# AIM:
Rewrite the material below as a numbered list, leaving out any blank lines.

# INPUT FOR THIS TASK:
◆ ◆ ◆

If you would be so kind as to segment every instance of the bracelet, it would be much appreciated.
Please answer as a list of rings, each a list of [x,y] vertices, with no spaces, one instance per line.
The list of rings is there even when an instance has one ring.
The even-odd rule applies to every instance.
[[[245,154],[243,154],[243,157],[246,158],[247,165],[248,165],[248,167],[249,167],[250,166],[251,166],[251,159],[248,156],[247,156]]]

◆ ◆ ◆

# OUTPUT:
1. If you would be so kind as to segment every instance of the bracelet, it would be much appreciated.
2. Please answer as a list of rings, each a list of [x,y] vertices, with no spaces, one instance per line.
3. The list of rings is there even when an instance has one ring.
4. The even-odd rule applies to every instance.
5. [[[245,154],[243,154],[243,157],[246,158],[247,165],[248,165],[248,167],[249,167],[250,166],[251,166],[251,159],[248,156],[247,156]]]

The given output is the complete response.